§ SHORT EXERCISE
Put the data, from its start through the line that contains "620], [29, 611]]", into a Markdown table with the columns Row and Line, numbering each line and skipping blank lines. Leave the pictures out of the table.

§ EXCERPTED DATA
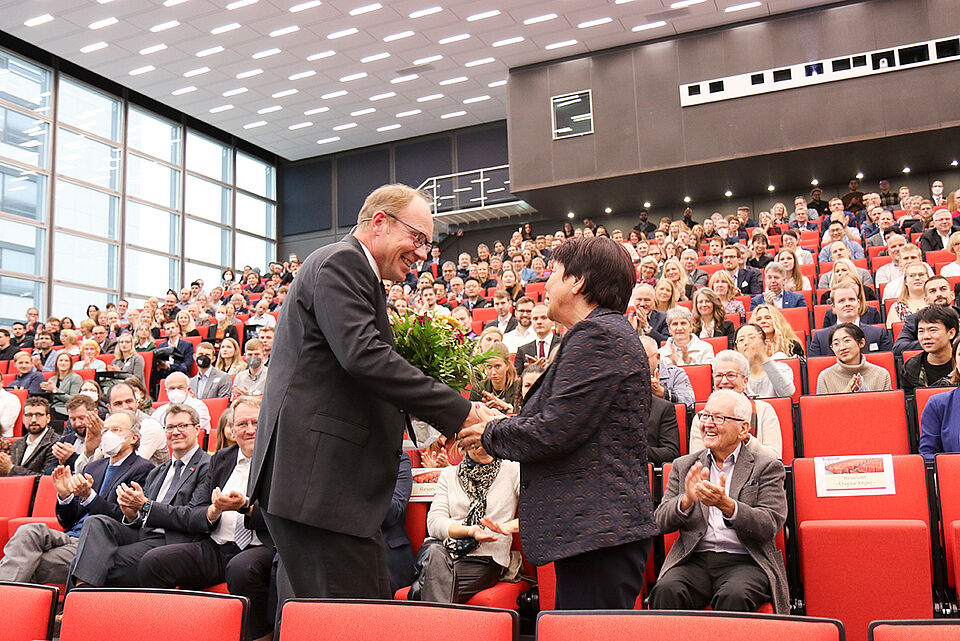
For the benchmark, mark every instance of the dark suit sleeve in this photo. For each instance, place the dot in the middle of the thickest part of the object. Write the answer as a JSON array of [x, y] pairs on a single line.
[[347, 320]]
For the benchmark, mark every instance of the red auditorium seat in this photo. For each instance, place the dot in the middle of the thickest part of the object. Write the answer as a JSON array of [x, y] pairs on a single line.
[[105, 614], [859, 432], [865, 557], [665, 625], [355, 620], [29, 611]]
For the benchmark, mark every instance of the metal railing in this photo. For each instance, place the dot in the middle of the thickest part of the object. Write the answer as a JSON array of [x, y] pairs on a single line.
[[469, 189]]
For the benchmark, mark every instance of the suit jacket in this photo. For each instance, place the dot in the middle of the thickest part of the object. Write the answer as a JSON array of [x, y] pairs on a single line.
[[337, 399], [581, 442], [790, 300], [41, 460], [876, 336], [530, 349], [663, 432], [219, 384], [132, 469], [757, 487]]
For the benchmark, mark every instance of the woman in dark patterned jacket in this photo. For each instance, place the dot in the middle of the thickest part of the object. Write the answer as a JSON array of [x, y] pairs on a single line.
[[580, 439]]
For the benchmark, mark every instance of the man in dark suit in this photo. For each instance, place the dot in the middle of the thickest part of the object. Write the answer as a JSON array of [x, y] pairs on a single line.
[[32, 454], [238, 549], [544, 344], [336, 404], [749, 281], [182, 358], [38, 553], [158, 513], [725, 556]]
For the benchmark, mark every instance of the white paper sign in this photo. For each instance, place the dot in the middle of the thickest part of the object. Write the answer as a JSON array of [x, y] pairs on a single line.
[[853, 475]]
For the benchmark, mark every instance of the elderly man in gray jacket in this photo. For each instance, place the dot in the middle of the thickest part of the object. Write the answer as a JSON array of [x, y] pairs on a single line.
[[728, 504]]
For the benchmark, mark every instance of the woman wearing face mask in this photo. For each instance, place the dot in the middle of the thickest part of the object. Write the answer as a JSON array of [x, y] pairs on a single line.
[[224, 327]]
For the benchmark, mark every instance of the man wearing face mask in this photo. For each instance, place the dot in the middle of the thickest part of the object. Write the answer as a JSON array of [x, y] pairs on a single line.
[[209, 381], [179, 393], [38, 553]]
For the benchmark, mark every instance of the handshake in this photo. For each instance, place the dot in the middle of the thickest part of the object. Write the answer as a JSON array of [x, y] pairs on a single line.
[[475, 424]]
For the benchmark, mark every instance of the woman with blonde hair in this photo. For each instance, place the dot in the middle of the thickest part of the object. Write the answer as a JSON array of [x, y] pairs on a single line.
[[786, 343], [229, 358]]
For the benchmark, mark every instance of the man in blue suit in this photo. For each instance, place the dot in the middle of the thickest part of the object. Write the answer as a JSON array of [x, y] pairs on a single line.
[[774, 276], [846, 307]]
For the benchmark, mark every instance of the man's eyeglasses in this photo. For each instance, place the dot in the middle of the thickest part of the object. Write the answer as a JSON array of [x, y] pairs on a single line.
[[420, 239]]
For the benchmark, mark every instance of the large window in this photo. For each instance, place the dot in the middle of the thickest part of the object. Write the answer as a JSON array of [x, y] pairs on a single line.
[[110, 200]]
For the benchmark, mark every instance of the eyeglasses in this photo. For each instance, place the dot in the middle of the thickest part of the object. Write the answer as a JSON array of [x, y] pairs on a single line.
[[420, 239], [717, 419]]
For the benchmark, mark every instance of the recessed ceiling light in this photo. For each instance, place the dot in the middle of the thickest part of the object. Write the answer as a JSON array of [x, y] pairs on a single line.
[[741, 7], [342, 33], [146, 51], [425, 12], [265, 53], [374, 57], [203, 53], [479, 61], [543, 18], [225, 28], [650, 25], [276, 33], [594, 23], [163, 26], [456, 38], [398, 36], [96, 46], [106, 22], [485, 14], [303, 6]]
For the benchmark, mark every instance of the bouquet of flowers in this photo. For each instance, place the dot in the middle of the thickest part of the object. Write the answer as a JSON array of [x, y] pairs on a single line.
[[437, 347]]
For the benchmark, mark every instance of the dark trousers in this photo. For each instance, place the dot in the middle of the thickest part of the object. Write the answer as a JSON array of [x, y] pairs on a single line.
[[200, 564], [723, 581], [605, 579], [319, 563]]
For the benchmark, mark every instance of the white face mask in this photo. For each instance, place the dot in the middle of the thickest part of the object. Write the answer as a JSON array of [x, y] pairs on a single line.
[[110, 443]]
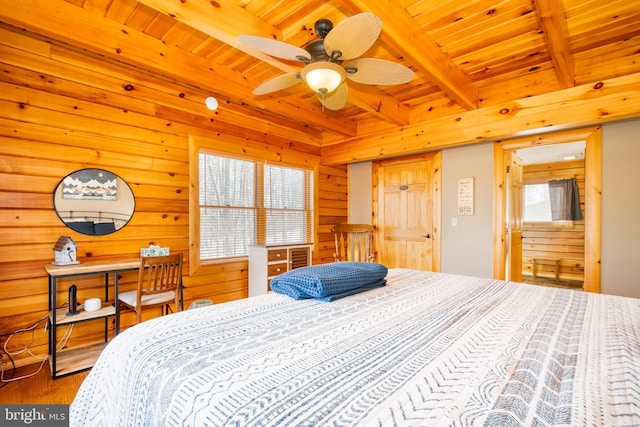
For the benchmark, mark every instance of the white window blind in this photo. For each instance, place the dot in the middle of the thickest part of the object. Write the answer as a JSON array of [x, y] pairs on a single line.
[[537, 204], [245, 202]]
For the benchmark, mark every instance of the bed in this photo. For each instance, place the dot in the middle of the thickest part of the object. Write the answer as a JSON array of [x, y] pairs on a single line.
[[425, 349]]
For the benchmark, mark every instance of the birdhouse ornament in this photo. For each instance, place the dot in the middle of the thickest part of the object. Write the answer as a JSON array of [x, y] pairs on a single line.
[[65, 251]]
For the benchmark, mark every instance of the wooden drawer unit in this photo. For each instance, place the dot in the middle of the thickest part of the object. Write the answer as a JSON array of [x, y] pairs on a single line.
[[266, 262]]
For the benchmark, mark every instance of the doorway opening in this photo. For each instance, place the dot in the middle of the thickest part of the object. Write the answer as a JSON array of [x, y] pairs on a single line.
[[553, 214], [505, 247]]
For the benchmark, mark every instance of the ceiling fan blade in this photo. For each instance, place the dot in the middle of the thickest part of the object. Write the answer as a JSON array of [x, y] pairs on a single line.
[[336, 99], [353, 36], [374, 71], [276, 48], [280, 82]]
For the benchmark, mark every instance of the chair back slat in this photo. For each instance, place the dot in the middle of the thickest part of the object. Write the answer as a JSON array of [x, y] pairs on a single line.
[[354, 242], [160, 274]]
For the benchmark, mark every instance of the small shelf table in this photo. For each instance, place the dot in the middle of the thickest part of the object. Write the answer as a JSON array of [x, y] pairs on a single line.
[[68, 361]]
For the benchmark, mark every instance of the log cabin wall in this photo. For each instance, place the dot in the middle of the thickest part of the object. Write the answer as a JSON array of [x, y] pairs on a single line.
[[62, 110], [563, 240]]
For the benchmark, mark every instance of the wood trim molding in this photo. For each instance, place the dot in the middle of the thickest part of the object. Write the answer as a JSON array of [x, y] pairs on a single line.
[[593, 198]]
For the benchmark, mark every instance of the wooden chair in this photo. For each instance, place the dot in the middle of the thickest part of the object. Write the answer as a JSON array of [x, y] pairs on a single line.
[[159, 285], [354, 242]]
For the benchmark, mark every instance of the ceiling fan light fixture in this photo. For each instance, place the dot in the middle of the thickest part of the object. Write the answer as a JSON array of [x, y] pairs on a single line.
[[323, 76]]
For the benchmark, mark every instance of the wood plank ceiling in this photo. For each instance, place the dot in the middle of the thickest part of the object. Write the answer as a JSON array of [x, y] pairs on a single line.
[[466, 54]]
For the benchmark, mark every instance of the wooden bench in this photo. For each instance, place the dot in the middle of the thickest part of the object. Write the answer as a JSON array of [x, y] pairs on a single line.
[[555, 262]]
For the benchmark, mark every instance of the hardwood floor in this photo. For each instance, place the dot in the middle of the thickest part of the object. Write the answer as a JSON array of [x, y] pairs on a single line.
[[40, 388]]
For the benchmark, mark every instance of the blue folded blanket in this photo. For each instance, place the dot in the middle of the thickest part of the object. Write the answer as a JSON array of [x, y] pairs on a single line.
[[328, 282]]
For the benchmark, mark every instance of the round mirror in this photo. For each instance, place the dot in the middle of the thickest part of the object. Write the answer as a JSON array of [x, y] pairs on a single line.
[[94, 202]]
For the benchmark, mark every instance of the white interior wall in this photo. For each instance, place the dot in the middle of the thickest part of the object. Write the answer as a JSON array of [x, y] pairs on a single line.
[[360, 188], [620, 208], [467, 247]]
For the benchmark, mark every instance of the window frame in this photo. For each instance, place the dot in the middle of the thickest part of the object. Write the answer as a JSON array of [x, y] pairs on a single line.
[[197, 144]]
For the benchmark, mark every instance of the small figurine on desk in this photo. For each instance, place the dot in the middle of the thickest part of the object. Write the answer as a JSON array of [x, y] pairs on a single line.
[[65, 251]]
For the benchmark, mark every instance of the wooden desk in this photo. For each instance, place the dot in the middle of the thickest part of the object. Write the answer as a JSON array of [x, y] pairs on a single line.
[[81, 358]]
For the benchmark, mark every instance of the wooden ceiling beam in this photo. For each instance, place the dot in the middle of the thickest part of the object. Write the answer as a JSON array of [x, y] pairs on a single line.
[[586, 105], [401, 32], [226, 21], [553, 21], [51, 18]]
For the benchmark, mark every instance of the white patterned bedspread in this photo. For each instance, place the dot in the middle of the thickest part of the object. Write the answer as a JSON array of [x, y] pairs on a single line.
[[427, 349]]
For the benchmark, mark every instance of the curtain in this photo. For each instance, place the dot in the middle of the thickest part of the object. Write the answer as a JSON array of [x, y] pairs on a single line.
[[565, 200]]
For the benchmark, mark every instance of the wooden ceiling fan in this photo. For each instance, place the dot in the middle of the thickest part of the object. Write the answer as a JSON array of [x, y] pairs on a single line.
[[324, 72]]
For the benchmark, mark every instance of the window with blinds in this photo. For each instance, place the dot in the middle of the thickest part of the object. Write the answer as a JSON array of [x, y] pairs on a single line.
[[245, 202]]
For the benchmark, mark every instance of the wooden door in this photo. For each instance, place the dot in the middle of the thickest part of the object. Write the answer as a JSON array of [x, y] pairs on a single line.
[[515, 200], [406, 229]]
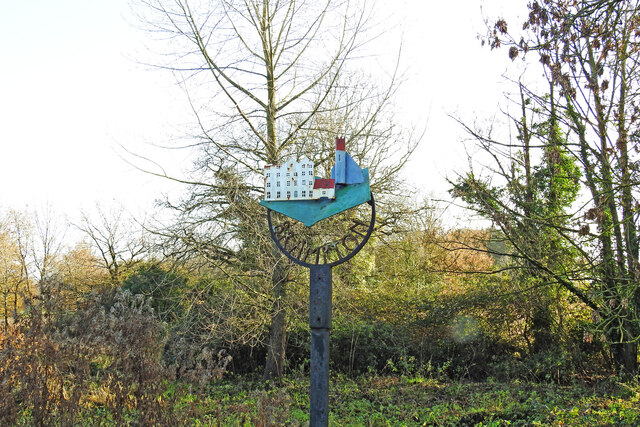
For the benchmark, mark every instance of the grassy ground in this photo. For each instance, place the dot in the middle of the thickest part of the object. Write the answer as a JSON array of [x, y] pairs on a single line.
[[401, 401]]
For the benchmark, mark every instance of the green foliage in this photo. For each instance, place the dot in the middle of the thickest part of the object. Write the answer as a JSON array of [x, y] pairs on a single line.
[[165, 289]]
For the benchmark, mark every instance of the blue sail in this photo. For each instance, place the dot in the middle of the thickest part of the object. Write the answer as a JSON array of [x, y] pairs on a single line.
[[310, 212]]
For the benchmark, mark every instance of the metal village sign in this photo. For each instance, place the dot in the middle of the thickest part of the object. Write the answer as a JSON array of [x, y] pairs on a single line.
[[344, 211]]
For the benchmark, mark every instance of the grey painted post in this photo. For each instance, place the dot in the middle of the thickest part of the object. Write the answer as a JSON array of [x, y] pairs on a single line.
[[320, 323]]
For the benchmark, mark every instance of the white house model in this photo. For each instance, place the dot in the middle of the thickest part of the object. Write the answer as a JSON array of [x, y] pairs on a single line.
[[295, 180]]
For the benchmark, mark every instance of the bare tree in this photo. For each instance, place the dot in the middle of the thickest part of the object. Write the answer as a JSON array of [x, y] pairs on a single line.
[[259, 75], [117, 239], [588, 50]]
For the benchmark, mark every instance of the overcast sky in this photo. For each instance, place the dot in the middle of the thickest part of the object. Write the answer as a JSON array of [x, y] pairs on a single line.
[[72, 93]]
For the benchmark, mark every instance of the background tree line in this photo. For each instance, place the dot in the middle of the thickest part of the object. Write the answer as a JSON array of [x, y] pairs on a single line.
[[547, 290]]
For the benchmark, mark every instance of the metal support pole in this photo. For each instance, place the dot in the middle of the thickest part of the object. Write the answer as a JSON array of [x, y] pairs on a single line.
[[320, 323]]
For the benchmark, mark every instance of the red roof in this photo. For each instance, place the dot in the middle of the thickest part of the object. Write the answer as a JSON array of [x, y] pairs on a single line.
[[324, 183]]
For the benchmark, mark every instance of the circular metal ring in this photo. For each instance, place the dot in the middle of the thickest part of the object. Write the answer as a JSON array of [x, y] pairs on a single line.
[[350, 255]]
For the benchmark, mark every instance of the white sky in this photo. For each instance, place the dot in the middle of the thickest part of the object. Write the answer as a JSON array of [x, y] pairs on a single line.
[[71, 93]]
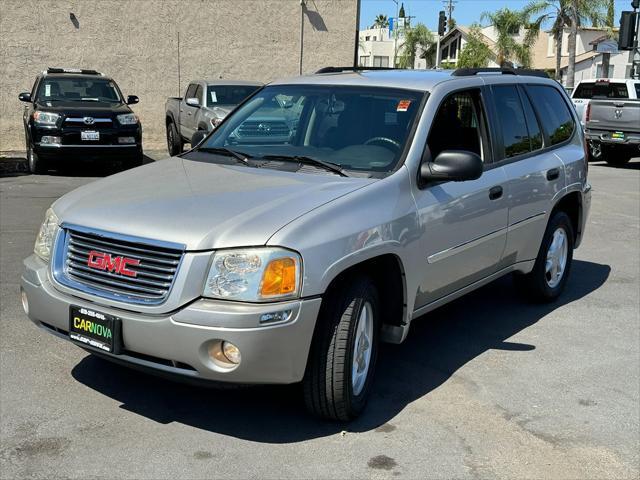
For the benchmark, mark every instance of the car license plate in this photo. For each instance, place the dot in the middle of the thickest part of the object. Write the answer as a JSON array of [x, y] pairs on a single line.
[[617, 136], [94, 329], [89, 135]]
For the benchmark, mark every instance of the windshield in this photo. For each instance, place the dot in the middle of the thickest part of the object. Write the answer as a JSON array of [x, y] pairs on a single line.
[[78, 89], [601, 90], [355, 128], [228, 94]]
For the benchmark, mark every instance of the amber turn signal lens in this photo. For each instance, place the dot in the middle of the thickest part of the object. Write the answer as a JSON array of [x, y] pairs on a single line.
[[279, 278]]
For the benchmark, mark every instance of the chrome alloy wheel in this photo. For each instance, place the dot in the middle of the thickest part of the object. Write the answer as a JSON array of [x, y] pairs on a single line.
[[362, 349], [556, 258]]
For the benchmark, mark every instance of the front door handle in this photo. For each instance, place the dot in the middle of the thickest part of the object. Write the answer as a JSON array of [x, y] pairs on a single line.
[[495, 193]]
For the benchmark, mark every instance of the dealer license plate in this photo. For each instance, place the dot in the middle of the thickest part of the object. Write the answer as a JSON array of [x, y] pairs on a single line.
[[94, 329], [89, 135]]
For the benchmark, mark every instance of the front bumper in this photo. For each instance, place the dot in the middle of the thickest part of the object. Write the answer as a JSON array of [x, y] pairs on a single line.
[[176, 343]]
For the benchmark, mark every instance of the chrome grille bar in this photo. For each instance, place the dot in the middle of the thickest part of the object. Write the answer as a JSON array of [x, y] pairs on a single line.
[[148, 277]]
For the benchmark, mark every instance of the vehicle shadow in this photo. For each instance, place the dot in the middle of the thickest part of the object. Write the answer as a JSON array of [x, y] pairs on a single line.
[[17, 166], [438, 345]]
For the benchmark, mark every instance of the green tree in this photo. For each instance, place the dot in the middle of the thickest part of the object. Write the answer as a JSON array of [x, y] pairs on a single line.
[[381, 21], [417, 39], [508, 24], [476, 53], [561, 13]]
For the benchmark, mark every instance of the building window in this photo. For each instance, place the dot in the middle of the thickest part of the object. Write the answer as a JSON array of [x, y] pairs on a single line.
[[380, 61]]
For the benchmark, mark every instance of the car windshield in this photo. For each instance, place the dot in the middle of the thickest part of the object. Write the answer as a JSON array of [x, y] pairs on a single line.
[[354, 128], [601, 90], [228, 94], [78, 89]]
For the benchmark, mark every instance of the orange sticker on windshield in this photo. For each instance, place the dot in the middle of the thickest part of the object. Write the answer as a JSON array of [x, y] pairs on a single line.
[[403, 105]]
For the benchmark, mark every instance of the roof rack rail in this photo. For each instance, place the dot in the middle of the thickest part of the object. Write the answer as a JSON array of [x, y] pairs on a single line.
[[72, 70], [351, 69], [467, 72]]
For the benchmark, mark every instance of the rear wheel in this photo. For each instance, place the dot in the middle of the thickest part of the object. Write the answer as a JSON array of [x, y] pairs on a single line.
[[344, 351], [616, 157], [549, 276], [174, 142]]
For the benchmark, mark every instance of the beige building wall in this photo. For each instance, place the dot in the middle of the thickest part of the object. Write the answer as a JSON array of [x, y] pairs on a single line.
[[136, 42]]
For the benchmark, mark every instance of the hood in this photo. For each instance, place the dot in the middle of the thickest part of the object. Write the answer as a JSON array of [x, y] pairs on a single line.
[[93, 109], [201, 205]]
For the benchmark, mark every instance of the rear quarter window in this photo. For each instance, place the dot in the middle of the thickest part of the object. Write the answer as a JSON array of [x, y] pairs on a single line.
[[553, 112]]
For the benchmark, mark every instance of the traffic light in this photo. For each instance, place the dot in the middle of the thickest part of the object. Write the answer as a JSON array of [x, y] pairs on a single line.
[[442, 23], [627, 30]]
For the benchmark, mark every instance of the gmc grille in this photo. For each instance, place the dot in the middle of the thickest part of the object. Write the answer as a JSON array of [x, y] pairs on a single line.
[[154, 274]]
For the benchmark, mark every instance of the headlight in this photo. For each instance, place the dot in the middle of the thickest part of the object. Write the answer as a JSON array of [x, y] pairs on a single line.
[[127, 119], [254, 275], [46, 235], [45, 118]]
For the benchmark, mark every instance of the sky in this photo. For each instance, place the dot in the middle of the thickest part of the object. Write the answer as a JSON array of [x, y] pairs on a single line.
[[465, 12]]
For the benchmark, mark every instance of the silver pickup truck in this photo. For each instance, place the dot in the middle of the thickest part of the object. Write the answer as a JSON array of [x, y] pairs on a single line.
[[612, 127], [323, 216], [204, 106]]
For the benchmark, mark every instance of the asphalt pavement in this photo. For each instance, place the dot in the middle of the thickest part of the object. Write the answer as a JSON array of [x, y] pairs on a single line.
[[486, 387]]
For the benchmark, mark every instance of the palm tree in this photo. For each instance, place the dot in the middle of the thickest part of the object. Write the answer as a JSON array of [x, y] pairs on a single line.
[[381, 21], [561, 12], [509, 23], [417, 38]]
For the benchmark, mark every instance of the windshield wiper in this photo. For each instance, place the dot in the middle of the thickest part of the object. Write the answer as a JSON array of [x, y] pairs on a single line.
[[241, 157], [330, 166]]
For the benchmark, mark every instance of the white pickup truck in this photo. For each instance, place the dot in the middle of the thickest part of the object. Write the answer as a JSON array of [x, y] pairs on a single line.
[[609, 110], [203, 107]]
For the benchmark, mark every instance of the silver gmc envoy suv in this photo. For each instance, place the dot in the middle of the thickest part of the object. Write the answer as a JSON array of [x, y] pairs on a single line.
[[317, 220]]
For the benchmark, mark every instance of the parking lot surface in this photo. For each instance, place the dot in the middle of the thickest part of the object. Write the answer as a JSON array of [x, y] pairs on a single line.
[[487, 386]]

§ EXERCISE RESULT
| Row | Line |
|---|---|
| 1 | For the benchmark, mark every instance of the dark suit sleeve in this photo. For each instance, place the dot in the middle of the thickest part of the object. Write the answer as a JSON array of [x, y] pairs on a single line. |
| 2 | [[347, 320]] |
| 3 | For the benchmark, mark every instance of the red auditorium seat in this photo. For each instance, place the dot in the middle of the thickest part of the object. Write the answer as a JSON array of [x, y] pairs on a single line. |
| 4 | [[105, 614], [859, 432], [865, 557], [665, 625], [355, 620], [29, 611]] |